SOURCE EXTRACT =>
Over the past few years, more efficient and improved infrastructure has been driving down the cost of AI tokens, with everyone racing to lower prices.
However, with the recent surge in popularity of phenomenal applications like OpenClaw that possess powerful agent capabilities, API (Application Programming Interface) bills have defied the trend and skyrocketed. In addition to the massive amount of context stacking brought about by the agent's operation itself, there is a hidden money-devouring beast behind it all: the increasingly long and even out-of-control "Chain-of-Thought" (CoT).
Since OpenAI's o1 model revolutionized test-time compute, the idea that thinking longer leads to better performance has become a panacea for general artificial intelligence. Today, when we call flagship inference models, their background thinking time has indeed increased exponentially, often churning out thousands of words of internal monologue. OpenAI revealed in its January 2025 earnings call that the average token cost per request for the o1 series is 2.7 times that of GPT-4o, and on some programming tasks, this multiple can reach five times or even higher.
And this trend shows no signs of stopping. For example, the newly released GPT 5.4 Pro took 5 minutes and 18 seconds, costing $80, to answer a "Hi" greeting.
Are such long thought chains truly useful? When are they actually useful? How can we make the model think less and more effectively? This question has plagued researchers since the inception of O1. Interpretations and solutions have emerged, but none have fully addressed the issue of selecting effective thought tokens. To date, the mainstream approach in the industry remains routing, where the model determines for itself whether thinking is necessary.

ASSIGNMENT 1 => Reproduce, word for word, the part of the article on AI token costs starting at "Are such long" and ending at "thinking is necessary.".
ASSIGNMENT 2 =>
Answer these questions from the article on AI token costs:
(a) What does the article call the hidden money-devouring beast behind soaring API bills?
(b) How does the average token cost per request for the o1 series compare with that of GPT-4o?
(c) What does the industry's mainstream approach to the problem of thought tokens remain?

MATERIAL PROVIDED =>

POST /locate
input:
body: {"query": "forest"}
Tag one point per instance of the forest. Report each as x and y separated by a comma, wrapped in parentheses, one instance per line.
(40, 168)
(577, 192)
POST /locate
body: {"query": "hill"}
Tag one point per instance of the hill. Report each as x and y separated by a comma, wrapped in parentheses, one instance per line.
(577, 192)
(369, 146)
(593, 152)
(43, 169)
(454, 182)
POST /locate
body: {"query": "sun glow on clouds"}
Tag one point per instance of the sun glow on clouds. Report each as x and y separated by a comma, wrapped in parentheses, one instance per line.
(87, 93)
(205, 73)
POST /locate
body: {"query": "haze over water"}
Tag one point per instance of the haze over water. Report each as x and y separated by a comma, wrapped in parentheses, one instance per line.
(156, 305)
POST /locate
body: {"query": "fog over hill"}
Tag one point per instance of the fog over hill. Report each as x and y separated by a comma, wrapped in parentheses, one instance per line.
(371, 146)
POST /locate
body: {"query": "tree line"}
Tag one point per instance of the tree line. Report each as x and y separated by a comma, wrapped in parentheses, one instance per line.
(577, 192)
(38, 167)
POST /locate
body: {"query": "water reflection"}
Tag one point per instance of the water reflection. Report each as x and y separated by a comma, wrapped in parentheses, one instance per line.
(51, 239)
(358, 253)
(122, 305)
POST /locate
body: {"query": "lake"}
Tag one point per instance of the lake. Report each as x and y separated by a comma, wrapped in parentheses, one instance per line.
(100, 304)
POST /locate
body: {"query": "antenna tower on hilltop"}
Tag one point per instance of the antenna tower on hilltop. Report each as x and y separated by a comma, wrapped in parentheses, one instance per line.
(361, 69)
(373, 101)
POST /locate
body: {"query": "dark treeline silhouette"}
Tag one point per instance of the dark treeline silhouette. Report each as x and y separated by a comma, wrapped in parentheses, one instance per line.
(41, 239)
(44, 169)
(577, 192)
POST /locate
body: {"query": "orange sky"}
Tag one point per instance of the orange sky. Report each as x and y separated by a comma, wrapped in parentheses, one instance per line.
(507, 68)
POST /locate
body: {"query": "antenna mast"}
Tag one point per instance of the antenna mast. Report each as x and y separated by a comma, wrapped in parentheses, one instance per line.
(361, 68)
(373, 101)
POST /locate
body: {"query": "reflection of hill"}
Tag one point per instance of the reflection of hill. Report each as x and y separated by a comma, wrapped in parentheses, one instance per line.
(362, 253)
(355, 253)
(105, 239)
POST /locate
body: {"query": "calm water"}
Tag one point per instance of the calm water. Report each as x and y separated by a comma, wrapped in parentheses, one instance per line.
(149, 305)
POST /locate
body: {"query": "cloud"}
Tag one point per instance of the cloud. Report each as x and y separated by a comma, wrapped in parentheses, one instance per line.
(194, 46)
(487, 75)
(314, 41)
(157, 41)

TASK RESPONSE 1 =>
Are such long thought chains truly useful? When are they actually useful? How can we make the model think less and more effectively? This question has plagued researchers since the inception of O1. Interpretations and solutions have emerged, but none have fully addressed the issue of selecting effective thought tokens. To date, the mainstream approach in the industry remains routing, where the model determines for itself whether thinking is necessary.

TASK RESPONSE 2 =>
(a) The increasingly long and even out-of-control "Chain-of-Thought" (CoT).
(b) It is 2.7 times that of GPT-4o.
(c) Routing, where the model determines for itself whether thinking is necessary.